Named-object pointing records:
- - - - -

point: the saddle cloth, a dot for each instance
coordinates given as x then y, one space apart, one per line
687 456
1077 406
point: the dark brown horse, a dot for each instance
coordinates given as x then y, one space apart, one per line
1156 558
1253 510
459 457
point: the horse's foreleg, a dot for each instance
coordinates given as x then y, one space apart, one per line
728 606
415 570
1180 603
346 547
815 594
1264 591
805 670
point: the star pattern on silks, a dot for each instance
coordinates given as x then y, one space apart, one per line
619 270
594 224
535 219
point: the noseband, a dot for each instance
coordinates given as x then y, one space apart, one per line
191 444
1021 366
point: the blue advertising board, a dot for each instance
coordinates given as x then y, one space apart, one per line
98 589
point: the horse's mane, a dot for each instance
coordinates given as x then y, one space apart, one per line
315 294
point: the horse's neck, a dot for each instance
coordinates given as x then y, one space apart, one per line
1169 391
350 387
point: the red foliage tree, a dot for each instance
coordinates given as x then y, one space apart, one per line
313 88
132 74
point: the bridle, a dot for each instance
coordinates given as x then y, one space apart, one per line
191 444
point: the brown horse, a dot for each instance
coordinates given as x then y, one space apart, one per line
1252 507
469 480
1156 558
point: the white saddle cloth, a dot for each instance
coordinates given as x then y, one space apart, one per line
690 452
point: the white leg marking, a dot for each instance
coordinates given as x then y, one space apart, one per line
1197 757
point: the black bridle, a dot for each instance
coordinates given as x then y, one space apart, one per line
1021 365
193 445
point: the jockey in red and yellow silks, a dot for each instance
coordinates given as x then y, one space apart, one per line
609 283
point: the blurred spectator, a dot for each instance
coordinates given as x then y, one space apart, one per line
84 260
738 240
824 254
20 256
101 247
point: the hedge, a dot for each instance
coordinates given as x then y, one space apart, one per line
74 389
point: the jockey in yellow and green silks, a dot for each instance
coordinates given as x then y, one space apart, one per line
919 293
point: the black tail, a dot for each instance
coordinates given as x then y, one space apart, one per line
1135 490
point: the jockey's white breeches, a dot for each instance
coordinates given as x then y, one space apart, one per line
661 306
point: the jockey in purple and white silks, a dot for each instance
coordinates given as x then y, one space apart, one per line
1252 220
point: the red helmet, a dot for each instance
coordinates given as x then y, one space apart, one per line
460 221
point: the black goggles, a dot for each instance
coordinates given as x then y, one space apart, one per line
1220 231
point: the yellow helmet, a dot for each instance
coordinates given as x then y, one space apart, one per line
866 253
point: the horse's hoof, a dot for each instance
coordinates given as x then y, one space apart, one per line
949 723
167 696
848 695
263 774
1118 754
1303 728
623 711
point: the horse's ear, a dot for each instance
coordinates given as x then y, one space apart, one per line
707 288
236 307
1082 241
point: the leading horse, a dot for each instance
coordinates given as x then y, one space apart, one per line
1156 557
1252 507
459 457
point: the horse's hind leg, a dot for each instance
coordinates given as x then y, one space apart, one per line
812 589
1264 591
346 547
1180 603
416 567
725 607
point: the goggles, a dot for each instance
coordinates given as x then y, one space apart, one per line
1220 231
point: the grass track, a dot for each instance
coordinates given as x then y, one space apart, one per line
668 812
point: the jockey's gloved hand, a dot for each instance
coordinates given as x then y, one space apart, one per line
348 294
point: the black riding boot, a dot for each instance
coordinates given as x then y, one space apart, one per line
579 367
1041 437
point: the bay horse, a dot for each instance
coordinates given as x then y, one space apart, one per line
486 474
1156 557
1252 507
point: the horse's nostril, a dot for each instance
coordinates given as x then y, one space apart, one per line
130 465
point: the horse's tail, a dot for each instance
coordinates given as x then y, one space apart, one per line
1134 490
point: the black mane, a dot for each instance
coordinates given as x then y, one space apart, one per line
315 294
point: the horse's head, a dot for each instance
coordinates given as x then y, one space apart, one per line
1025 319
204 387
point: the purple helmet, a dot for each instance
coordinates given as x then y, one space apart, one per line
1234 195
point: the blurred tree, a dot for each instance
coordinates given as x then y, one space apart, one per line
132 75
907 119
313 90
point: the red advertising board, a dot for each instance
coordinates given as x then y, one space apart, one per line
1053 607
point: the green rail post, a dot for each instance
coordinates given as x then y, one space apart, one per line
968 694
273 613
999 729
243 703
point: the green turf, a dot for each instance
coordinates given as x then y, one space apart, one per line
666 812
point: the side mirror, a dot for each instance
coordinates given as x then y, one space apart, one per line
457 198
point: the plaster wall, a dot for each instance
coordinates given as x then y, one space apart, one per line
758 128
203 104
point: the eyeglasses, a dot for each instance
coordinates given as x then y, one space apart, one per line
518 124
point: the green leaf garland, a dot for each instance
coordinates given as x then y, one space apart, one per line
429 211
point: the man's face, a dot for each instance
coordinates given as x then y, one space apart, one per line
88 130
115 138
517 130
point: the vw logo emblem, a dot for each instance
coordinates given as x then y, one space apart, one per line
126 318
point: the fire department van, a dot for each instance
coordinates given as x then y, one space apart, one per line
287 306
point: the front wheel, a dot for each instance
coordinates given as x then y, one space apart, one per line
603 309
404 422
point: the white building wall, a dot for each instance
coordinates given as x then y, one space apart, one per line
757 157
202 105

- - - - -

» EXERCISE DIRECTIONS: Please reproduce each record precisely as written.

» RESULT:
point: the saddle cloth, a dot for each instance
coordinates given as x then y, one space apart, one per line
687 456
1077 406
point: the dark brown horse, a dot for each instance
coordinates given as x then y, one space apart, one per line
1156 558
1253 510
459 457
point: the horse's foreleg, a dot for each instance
coordinates given as x then y, one space apart, one per line
728 606
415 570
1180 603
346 547
815 594
1264 591
805 670
point: the star pattern on silks, a dot for each instance
coordinates given as x then y, one space apart, one per line
619 270
594 224
535 219
point: the noseband, a dot for each instance
coordinates given as x then y, one space apart, one per line
191 444
1021 366
point: the blue advertising board, a dot for each instance
coordinates given as x then y, one space apart, one per line
98 589
point: the horse's mane, a dot for each instance
coordinates given as x then y, one space apart, one per line
315 294
point: the horse's neck, a dot for each instance
coordinates given as x then y, one space apart, one per line
1169 391
350 387
point: the red foliage tree, a dot for each instance
coordinates given as x then y, one space apart, one per line
313 88
132 74
point: the bridle, a dot for each instance
coordinates given as x then y, one space apart, one per line
191 444
point: the brown horse, a dot for each instance
coordinates given as x then y, one space apart, one per line
1252 507
469 480
1156 558
point: the white saddle cloth, a dot for each instance
coordinates given as x then y, one space apart, one per line
690 452
point: the white leg marking, a dot for each instance
coordinates given as x then y, one space apart, one per line
1197 757
point: the black bridle, a dot for each instance
coordinates given as x then y, one space apart, one per line
1021 365
193 445
point: the jockey in red and yellow silks, a dot for each instance
coordinates given as x then y, one space apart, one per line
609 283
point: the blurred spectator, a dot for each instance
coordinates given as x then y, one space apart, one per line
84 260
738 240
824 254
20 256
101 247
point: the hedge, a dot for each instance
coordinates given as x then y, one space apart, one per line
74 389
point: the jockey in yellow and green silks, a dot for each instance
coordinates given as x then y, one space apart, one per line
919 293
point: the black tail, a dot for each instance
coordinates given as x then y, one space apart, one per line
1135 490
point: the jockey's white breeches, a dot for each instance
coordinates given as x then y, one space apart, one per line
661 306
point: the jockey in purple and white silks, a dot for each instance
coordinates given as x then y, one space apart, one per line
1252 220
point: the red helmet, a dot for each instance
coordinates given as x then y, one space apart, one per line
460 221
point: the black goggles, a dot for each instance
coordinates given as x then y, one space apart, one per line
1220 231
point: the yellow helmet, a dot for each instance
coordinates given as x then y, one space apart, one per line
866 253
point: the horse's hoof, a dot for each instance
coordinates given as x then y, one space apart, one per line
949 723
167 696
848 695
263 774
1118 754
1303 728
623 711
point: the horse's ear, a dot for each instance
coordinates given as x then y, one space apart, one per line
707 288
236 307
1082 241
point: the leading horse, a dot for each instance
coordinates given as x then y, one space apart, one per line
1156 557
1252 507
459 457
point: the horse's hind leg, a dot for each instance
coordinates given as x then y, one space apart, one per line
812 589
1264 591
346 547
1180 603
416 567
725 607
point: the goggles, a dot for each instance
coordinates given as x then y, one space apart, one per line
1220 231
point: the grass track, a dot for each instance
coordinates given as x then y, one space apart, one per line
668 812
point: the jockey's gloved hand, a dot for each instance
coordinates given as x then y, one space apart, one per line
348 294
point: the black riding boot, a dot for each instance
coordinates given as x then y, one space apart, one per line
579 367
1041 437
point: the bay horse, a dot for each instance
coordinates given as x then y, one space apart, one per line
486 474
1156 557
1252 507
point: the horse's nostril, a dot for each instance
coordinates given as x then y, one space apart, one per line
130 465
point: the horse's tail, a dot for each instance
coordinates given as x then y, one space apart, one per line
1134 490
point: the black mane, a dot for each instance
coordinates given as x then y, one space apart, one per line
315 294
point: the horse's head, a dot for each instance
coordinates given as x then y, one space apart, one per line
1025 319
204 387
point: the purple helmet, a dot for each instance
coordinates given as x then y, one space apart, one per line
1234 195
point: the blurred tree, a dot for each instance
coordinates given as x then y, one space apart, one per line
132 75
907 119
313 90
point: the red advertising board, a dot for each instance
coordinates given as x then y, one space apart, one per line
1053 607
point: the green rail post, a dot for each instance
coordinates given as x then y, one space apart, one per line
968 694
273 613
999 729
243 703
point: the green turf, a dot for each instance
coordinates given as x then y, one space apart, one per line
666 812
point: the side mirror, a dot for each instance
coordinates given as x then y, one space apart, one per line
457 198
point: the plaster wall, a dot for each instance
coordinates given as x then y, one space apart, one per line
758 128
203 104
point: the eyeglasses, a dot for each instance
coordinates given as x then y, one space apart, one per line
518 124
point: the green leaf garland, a dot for each instance
coordinates given as x then y, one space apart, one per line
429 211
point: the man's face, a dot for each instance
coordinates given as x then y, one space apart, one per line
88 130
115 138
517 130
point: the vw logo emblem, a dot for each instance
coordinates given as x then y, one space apart, one per line
126 318
point: the fire department van, a dot for each instance
coordinates given as x then y, one space apart, one per line
287 306
point: the front wheel, a dot for each instance
coordinates given as x then y, one space apart, one per line
603 309
404 422
point: the white building wall, a dot for each instance
coordinates given as x then y, one space apart, one per line
757 157
202 105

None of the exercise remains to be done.